Une autre course, faite à dessein, eut lieu le 25 octobre 1879, à Londres.  Ce concours international avait été organisé par la Society of Balloons of the [sic] Great-Britain (Société des ballons de la Grande-Bretagne). Le ballon anglais l'Éclipse, du cube de 900 mètres, devait être dirigé par M. Wright et le ballon français Académie d'aérostation météorologique n° 1, de 1,200 mètres de capacité, devait être monté par M. Perron, président de cette société, W. de Fonvielle, vice-président, et le commodore Cheyne.

Le sacramentel « Lâchez tout! » se fait entendre, les deux ballons quittent le sol glacé de Crystal-Palace of Sydenham et bondissent dans les airs.

Données fournies
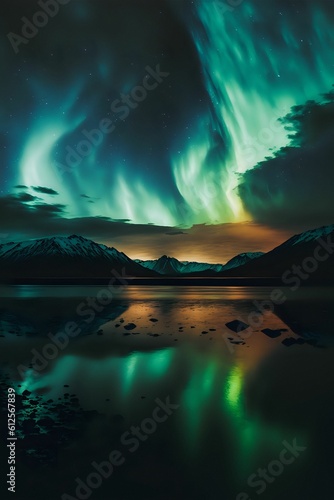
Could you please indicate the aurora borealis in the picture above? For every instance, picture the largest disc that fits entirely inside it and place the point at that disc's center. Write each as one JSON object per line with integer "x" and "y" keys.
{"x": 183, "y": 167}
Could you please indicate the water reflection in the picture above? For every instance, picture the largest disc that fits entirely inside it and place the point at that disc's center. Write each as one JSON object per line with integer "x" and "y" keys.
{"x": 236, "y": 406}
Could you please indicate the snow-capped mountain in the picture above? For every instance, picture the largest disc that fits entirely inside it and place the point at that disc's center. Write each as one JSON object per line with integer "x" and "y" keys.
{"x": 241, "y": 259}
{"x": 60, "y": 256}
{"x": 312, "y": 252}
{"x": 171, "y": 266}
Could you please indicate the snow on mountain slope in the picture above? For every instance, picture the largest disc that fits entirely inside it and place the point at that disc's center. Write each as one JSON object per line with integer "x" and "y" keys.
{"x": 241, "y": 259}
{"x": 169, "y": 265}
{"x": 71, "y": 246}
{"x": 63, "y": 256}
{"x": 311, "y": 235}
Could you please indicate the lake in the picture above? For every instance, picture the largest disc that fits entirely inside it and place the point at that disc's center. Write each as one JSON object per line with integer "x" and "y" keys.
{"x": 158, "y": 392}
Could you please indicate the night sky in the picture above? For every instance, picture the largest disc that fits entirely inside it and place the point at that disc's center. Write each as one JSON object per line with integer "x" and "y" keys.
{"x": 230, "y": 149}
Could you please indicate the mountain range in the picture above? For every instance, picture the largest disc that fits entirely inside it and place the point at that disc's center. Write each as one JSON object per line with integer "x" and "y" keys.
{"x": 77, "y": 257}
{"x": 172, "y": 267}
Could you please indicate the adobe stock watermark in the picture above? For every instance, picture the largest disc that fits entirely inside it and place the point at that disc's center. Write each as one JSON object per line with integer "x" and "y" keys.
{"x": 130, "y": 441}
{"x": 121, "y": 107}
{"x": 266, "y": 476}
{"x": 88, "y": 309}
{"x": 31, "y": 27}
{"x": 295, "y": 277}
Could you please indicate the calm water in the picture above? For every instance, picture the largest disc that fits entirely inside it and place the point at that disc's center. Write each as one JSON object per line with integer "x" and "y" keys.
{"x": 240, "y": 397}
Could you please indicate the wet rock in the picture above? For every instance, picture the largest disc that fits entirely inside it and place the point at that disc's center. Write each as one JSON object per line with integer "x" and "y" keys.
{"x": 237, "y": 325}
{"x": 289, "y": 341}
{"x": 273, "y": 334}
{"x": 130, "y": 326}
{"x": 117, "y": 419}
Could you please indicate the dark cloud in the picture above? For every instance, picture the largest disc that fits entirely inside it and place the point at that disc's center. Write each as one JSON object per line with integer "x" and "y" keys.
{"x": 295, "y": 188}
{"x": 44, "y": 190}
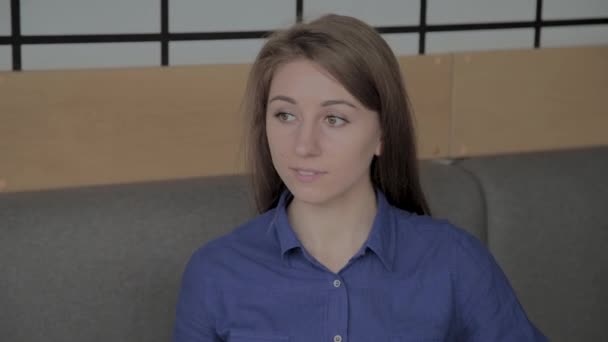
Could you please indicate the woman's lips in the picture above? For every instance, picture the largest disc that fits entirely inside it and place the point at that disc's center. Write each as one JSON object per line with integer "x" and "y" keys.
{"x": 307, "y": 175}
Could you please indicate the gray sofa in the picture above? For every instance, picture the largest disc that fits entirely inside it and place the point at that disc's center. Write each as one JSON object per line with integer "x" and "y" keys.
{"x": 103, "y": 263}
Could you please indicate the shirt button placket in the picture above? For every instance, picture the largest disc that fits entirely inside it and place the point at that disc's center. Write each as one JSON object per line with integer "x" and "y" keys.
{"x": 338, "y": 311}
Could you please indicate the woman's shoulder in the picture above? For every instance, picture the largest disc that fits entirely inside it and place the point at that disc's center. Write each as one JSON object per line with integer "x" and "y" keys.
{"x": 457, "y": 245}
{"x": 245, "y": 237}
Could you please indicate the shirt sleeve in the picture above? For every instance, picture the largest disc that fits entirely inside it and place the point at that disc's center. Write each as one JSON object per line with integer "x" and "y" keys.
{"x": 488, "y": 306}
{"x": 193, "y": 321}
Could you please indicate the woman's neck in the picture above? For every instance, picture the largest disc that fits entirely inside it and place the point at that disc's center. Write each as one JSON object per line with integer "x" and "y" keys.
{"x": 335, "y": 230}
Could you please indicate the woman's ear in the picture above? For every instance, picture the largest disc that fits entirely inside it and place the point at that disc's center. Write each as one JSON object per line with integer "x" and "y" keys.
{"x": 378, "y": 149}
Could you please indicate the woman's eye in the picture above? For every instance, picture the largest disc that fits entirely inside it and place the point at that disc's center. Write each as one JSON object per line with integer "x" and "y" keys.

Consigne A
Reformulez sous forme de liste le paragraphe du passage extrait qui commence par « Une autre course, faite à dessein ». Conservez-en les faits principaux.
Consigne B
D'après le passage sur la course de ballons, les affirmations suivantes sont-elles exactes ? Répondez par oui ou par non et citez les mots décisifs du passage.
(i) La course se déroula à Londres le 25 octobre 1879.
(ii) Le ballon anglais avait une plus grande capacité que le ballon français.
(iii) Les deux ballons partirent de Crystal-Palace of Sydenham.
Consigne C
Prolongez le passage sur la course de ballons de 1879 à partir de l'endroit où il s'arrête.

Réponse rédigée A
- Course internationale organisée à dessein le 25 octobre 1879, à Londres, par la Société des ballons de la Grande-Bretagne.
- Ballon anglais : l'Éclipse, du cube de 900 mètres. Il devait être dirigé par M. Wright.
- Ballon français : Académie d'aérostation météorologique n° 1, de 1,200 mètres de capacité. Il devait être monté par M. Perron, président de cette société, par W. de Fonvielle, vice-président, et par le commodore Cheyne.

Réponse rédigée B
(i) Oui : « eut lieu le 25 octobre 1879, à Londres ».
(ii) Non : l'Éclipse est « du cube de 900 mètres », alors que le ballon français est « de 1,200 mètres de capacité ».
(iii) Oui : « les deux ballons quittent le sol glacé de Crystal-Palace of Sydenham ».

Réponse rédigée C
Le ballon français jette du lest et monte...  Il atteint bientôt l'épaisse couche de nuages qui pèse éternellement sur la froide Albion; il la traverse et il monte dans l'espace resplendissant de lumière. Quinze cents mètres!  La dilatation s'opère, le ballon monte et glisse comme un météore dans l'azur des cieux.  Deux mille mètres! il monte toujours.  Enfin, à 7,000 pieds, la marche ascensionnelle s'arrête et l'Académie d'aérostation prend son vol en ligne droite.

Bientôt le soleil, s'abaissant sur l'horizon, rappelle aux hardis voyageurs que l'heure s'avance et qu'il faut descendre.  Les instruments de physique sont hissés dans un panier dans le cercle, et Perron saisit la corde de soupape...

Le gaz siffle en s'échappant, l'aérostat atteint les nuages sur lesquels, un peu auparavant, son ombre victorieuse courait.  Il s'y enfonce et, de la lumière, il retombe dans le brouillard.

Quand la couche vaporeuse est traversée, les aéronautes poussent un cri : — La mer !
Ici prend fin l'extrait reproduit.